Excerpted data -
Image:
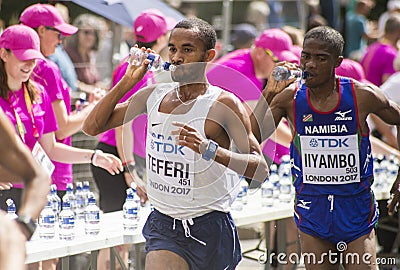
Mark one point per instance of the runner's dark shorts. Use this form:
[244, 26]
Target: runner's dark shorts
[216, 229]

Exercise details - Turn every line of the records above into a Markdown table with the columns Row and Line, skipping blank lines. Leave the pictures out of the table.

Worked solution -
| Row | Line |
|---|---|
| 1 | Image: |
| 2 | Mark one point per instance of the runner's dark shorts. Use this form: |
| 3 | [244, 26] |
| 4 | Target: runner's dark shorts |
| 5 | [216, 229] |